INSTRUCCIONES
1. En el texto sobre el carnaval del 25 de agosto, ¿qué llevaba en la cabeza el personaje que apareció sin ser parte de los prestes de esta gestión?
2. Prolonga el texto sobre el carnaval del 25 de agosto a partir de su última oración.

TEXTO PROPORCIONADO
El pasado jueves 25 de agosto, los bolivianos contemplaron el único carnaval urbano en el cual buena cantidad de quienes desfilaban y quienes observaban, asistieron obligados. Algunos hasta reciben un platillo de comida, sin necesidad de comprarlo.
La marca de la fiesta, similar a otras celebraciones carnestolendas, fue la abundancia de bebidas. En algunos casos, se pudo ver al final del convite a los invitados con pasos inseguros subiendo a los buses que los habían traído gratis desde diversos lugares.
Los prestes mayores disputaban en elegancia y disfraces novedosos. Uno lucía lentes y guirnaldas blancas y azules primorosamente preparadas por las floristas; seguramente, un regalo; igual que las banderitas.
A un lado, estaba otro personaje disfrazado como los niños en los festivales de las escuelas: ponchillo rojo encima del conjunto de chompita y pantalones oscuros, zapatos de moda internacional. Lucía un sombrerito similar al que llevan por todo el país las bandas de “Los intocables”. Había expectativa, pero esta vez no bailó y ¡no cantó la melodía del Cóndor Pasa!
Al otro extremo, imitando al enojo y misterio de los agentes de seguridad, apareció –sin ser parte de los prestes de esta gestión– otro guatón disfrazado con casco de minero (de empresa estatal o de cooperativista, no se supo). Sus oscuros lentes escondían su mirada, aunque no su gesto.

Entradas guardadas
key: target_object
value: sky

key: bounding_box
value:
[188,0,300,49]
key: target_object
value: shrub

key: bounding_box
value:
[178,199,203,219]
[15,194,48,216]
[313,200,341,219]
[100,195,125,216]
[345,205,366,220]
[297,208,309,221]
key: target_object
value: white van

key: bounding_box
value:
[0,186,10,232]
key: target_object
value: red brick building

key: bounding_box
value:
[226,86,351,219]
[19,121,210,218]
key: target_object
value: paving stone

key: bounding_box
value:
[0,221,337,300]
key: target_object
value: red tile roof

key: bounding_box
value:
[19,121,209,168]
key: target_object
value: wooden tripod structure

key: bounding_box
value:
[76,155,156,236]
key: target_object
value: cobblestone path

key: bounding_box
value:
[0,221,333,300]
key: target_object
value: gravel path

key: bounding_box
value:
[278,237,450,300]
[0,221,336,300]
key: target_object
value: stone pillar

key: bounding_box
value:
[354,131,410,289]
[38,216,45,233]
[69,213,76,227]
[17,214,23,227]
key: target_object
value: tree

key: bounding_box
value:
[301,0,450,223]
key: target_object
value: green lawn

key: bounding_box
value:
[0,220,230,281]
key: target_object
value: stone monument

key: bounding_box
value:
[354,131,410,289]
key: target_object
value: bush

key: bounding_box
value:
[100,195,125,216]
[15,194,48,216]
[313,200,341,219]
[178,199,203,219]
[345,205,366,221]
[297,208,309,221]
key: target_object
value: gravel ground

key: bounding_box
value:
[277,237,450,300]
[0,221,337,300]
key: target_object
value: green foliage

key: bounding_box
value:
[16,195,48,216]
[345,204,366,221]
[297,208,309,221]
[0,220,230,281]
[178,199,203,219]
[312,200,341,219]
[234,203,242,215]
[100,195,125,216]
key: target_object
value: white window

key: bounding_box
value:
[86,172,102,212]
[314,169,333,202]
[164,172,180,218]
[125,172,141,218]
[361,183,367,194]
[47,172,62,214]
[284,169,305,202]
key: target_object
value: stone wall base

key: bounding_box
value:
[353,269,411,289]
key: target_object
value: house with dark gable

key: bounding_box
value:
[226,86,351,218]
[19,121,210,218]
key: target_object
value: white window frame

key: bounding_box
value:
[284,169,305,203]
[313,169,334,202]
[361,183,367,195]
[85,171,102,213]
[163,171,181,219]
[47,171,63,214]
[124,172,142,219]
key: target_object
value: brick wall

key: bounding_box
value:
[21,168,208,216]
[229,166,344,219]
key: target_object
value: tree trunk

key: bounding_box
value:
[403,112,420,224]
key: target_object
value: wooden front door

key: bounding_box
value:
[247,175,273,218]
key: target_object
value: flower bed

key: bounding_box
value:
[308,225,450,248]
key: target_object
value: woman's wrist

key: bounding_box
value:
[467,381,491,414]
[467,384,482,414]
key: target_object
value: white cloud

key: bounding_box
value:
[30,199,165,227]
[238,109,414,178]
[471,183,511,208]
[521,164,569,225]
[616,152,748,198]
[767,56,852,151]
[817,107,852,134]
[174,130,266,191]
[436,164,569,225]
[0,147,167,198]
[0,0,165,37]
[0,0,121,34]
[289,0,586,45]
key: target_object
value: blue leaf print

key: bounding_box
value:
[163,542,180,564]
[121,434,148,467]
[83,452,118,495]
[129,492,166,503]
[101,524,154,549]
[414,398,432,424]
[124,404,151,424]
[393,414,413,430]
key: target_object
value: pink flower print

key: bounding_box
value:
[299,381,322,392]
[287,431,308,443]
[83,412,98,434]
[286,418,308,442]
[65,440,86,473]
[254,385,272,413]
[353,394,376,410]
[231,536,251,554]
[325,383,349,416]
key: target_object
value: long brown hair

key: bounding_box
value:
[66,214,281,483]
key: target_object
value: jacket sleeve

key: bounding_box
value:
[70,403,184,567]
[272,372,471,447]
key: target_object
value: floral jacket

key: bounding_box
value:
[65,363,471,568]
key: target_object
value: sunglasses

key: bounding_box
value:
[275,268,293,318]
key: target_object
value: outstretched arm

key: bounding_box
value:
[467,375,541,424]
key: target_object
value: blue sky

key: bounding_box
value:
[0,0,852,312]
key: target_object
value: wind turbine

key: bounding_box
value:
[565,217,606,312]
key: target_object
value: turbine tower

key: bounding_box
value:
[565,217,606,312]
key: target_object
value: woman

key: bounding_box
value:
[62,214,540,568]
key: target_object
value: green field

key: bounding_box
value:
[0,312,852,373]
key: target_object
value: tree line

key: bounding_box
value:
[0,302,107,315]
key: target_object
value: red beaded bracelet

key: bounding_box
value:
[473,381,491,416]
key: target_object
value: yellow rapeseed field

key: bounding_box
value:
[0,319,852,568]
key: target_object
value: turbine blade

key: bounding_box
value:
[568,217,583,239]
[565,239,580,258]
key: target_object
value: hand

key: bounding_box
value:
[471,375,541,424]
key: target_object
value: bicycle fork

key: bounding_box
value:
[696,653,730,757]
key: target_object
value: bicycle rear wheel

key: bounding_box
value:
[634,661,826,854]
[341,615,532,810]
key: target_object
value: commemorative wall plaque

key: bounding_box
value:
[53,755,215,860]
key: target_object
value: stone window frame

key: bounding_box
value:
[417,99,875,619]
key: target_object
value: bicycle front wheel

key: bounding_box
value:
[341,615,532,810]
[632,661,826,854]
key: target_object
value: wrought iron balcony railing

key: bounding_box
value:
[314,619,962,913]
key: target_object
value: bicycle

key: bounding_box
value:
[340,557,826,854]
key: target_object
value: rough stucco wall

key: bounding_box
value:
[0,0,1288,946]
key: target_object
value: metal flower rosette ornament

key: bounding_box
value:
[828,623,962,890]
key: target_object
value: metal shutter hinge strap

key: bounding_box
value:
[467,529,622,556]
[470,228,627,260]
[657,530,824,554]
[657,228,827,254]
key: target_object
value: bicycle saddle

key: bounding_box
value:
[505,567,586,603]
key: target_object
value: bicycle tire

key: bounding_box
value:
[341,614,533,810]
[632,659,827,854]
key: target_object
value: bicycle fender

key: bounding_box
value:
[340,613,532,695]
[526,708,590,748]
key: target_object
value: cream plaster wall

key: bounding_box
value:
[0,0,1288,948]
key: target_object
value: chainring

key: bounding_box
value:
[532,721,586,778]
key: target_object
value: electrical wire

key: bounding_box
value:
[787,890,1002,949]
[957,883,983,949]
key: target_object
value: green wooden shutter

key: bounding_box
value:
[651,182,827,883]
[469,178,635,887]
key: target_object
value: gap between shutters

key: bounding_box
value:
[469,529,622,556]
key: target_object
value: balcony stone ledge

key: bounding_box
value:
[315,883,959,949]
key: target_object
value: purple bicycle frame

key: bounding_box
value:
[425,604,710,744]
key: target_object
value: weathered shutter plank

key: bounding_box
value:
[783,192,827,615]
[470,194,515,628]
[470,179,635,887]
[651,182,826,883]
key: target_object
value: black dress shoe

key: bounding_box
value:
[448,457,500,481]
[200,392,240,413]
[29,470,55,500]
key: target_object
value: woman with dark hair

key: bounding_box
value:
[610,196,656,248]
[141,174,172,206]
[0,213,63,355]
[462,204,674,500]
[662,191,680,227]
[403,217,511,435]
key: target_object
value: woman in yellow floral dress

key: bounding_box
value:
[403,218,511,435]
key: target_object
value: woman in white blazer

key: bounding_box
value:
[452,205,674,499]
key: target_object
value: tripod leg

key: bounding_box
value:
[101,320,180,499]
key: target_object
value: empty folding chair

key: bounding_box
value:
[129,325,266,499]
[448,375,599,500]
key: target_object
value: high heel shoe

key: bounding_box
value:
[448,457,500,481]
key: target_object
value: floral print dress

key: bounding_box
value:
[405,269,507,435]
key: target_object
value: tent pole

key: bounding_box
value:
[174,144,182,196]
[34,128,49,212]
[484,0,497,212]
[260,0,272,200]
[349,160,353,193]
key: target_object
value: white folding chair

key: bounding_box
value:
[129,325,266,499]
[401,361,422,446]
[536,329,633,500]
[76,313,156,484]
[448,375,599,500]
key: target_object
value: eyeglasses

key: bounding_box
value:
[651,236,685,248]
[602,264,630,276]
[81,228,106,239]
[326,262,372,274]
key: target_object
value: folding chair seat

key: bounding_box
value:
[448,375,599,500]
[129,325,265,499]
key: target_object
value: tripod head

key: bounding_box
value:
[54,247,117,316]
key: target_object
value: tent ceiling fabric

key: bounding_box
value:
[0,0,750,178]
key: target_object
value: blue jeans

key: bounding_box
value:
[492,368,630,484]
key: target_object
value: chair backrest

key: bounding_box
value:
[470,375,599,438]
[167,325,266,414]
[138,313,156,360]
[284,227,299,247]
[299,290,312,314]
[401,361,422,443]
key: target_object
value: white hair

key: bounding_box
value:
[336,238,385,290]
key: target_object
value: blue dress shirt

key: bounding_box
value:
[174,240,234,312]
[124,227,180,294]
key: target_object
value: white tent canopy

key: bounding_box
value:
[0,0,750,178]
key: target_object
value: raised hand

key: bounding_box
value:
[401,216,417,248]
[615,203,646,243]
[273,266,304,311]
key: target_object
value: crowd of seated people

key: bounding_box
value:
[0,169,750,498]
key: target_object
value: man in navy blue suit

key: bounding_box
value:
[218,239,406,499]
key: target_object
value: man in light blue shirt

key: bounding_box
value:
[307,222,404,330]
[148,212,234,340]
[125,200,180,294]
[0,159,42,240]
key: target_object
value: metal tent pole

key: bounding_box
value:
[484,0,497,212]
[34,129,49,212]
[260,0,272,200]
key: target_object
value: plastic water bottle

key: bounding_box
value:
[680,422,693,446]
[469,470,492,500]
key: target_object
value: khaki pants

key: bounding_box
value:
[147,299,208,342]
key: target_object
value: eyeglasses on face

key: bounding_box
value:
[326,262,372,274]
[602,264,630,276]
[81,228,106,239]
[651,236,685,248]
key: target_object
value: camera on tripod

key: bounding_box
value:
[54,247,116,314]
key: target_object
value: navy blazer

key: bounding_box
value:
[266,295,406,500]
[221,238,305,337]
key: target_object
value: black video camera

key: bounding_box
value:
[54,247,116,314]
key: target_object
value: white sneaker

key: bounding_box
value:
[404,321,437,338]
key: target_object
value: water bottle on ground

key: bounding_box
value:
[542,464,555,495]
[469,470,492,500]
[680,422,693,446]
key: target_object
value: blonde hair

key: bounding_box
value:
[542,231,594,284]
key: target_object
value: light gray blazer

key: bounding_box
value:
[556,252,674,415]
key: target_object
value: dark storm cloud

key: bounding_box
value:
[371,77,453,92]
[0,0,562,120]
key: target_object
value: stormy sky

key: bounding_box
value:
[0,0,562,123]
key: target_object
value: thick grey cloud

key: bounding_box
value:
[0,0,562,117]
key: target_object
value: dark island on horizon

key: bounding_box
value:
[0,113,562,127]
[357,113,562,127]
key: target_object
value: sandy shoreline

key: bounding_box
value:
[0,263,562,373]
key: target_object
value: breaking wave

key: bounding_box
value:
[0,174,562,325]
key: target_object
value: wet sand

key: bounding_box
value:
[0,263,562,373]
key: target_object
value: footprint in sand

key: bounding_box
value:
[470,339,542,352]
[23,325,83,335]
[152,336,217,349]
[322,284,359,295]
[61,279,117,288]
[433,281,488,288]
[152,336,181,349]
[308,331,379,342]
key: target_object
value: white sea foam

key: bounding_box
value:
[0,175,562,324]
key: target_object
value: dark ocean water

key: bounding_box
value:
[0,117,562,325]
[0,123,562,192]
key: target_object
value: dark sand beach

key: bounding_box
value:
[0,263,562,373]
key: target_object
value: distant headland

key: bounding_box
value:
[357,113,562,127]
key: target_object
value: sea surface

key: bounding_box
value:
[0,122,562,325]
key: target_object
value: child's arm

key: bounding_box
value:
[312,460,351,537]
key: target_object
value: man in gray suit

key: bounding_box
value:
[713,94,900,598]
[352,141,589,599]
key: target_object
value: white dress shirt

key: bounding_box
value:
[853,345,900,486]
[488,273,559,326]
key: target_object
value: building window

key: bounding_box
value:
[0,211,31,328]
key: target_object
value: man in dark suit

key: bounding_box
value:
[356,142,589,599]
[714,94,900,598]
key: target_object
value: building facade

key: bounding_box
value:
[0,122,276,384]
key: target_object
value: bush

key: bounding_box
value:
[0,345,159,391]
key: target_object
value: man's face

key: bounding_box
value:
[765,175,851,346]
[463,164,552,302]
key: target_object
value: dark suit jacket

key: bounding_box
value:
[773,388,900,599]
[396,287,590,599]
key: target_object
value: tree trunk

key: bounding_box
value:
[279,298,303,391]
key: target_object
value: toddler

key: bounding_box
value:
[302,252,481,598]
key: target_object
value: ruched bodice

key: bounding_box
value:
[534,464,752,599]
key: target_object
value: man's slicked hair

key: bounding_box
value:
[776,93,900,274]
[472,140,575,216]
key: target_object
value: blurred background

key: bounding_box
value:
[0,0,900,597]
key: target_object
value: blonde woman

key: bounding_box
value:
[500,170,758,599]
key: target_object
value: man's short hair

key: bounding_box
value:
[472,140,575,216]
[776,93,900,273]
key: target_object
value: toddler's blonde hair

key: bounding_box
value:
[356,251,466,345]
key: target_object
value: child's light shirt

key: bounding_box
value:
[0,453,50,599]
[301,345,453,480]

RESPUESTAS POR NÚMERO
1. Un casco de minero.

2.
Ninguno de ellos, ni los otros conjuntos tenían barbijo para cubrir la nariz y boca, pese a las recomendaciones del Ministerio de Salud y del Colegio Médico para evitar más contagios en la última ola de la pandemia del COVID-19. No era de su preocupación pues si enferman pueden curarse en Brasil o en Cuba, o comer pasto. O, por último, ocupar una de las escasas camas de los hospitales financiados por los paceños que trabajan de sol a sol.
La mayoría de las agrupaciones lucían blusas, sombreros, banderas de color azul. ¿Una imitación de los devotos del Señor de los Milagros que se visten de violeta cada octubre? Había también vestimentas multicolores, banderas rojas, letreros, pancartas, wiphalas y muchos, muchos palos. Llegaron de ciudades, de provincias, del área rural. Un matutino local informaba emocionado: más de 100 organizaciones estaban comprometidas.
Algunos de los que desfilaron salieron de distintos puntos de La Paz, en grupos pequeños. Al caminar soportaban estoicos los silbidos o algún insulto: “pagados, vendidos, vayan a trabajar”. Y seguían su recorrido, cabizbajos.
Era jueves, pero parecía sábado. Todo estaba detenido desde las alturas de El Alto hasta las bajuras de la ollada. Unos cubrían el carril de subida de El Prado, mientras otros pasaban vociferantes por la vereda del frente. No interesaban las consignas, los motivos, las razones. Gritaban.
Al este, un grupo de agricultores yungueños no entendía cómo su protesta había desencadenado semejante reacción. Un puñado de familias había provocado tanta ira en los poderosos prestes, o ¿era solo una demostración? ¿Para qué? ¿Por qué?
Mientras, en algunas aulas, los estudiantes que pudieron llegar a tiempo intentaban aprender a leer, aunque los prestes les dicen todo el rato que ese esfuerzo es inútil.
En fábricas, almacenes, oficinas, los bolivianos que trabajan y pagan impuestos continuaban con sus obligaciones, conscientes que su sudor había sido usado, una vez más, en un convite azul.